Exercise
Copy everything below from the line containing "shorts in the" down to the line containing "[0,38,177,330]", both of those lines included, character for character.

Supplied records
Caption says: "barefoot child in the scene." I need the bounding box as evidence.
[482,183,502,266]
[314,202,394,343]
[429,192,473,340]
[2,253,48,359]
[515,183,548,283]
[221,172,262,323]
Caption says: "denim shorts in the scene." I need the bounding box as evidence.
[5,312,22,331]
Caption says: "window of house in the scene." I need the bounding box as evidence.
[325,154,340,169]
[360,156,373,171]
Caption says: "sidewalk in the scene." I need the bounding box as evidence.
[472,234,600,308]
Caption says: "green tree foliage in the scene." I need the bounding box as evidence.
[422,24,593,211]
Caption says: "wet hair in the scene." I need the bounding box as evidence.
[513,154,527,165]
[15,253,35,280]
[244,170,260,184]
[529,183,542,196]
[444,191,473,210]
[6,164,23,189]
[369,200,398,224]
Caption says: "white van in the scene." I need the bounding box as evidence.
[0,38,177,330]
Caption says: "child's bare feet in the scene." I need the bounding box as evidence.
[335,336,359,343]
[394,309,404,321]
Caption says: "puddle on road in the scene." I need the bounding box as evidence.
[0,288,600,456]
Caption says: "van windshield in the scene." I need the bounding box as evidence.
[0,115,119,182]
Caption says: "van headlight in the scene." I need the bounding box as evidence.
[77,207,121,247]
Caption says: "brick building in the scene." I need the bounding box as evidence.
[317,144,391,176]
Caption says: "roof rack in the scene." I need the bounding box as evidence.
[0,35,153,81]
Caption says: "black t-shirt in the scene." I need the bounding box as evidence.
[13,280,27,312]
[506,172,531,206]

Result for this exercise
Caption says: "denim shorts in the scene." I need the bounding box as evidence.
[5,312,22,331]
Caption says: "window of house in the scene." I need the bounding box as evidence.
[325,154,340,169]
[360,156,373,171]
Caption says: "sidewalk in the scene." I need the bounding box as evidence.
[472,234,600,308]
Caption says: "green tree foliage in the scene." I need the bounding box as evidence.
[422,24,593,211]
Caption says: "wet hair in the scene." I need the bounding box as evidence.
[513,154,527,165]
[15,253,35,280]
[244,170,260,184]
[529,183,542,196]
[444,191,473,210]
[6,164,23,189]
[369,200,398,224]
Caption says: "white van in the scene." I need the bounding box as evidence.
[0,38,177,330]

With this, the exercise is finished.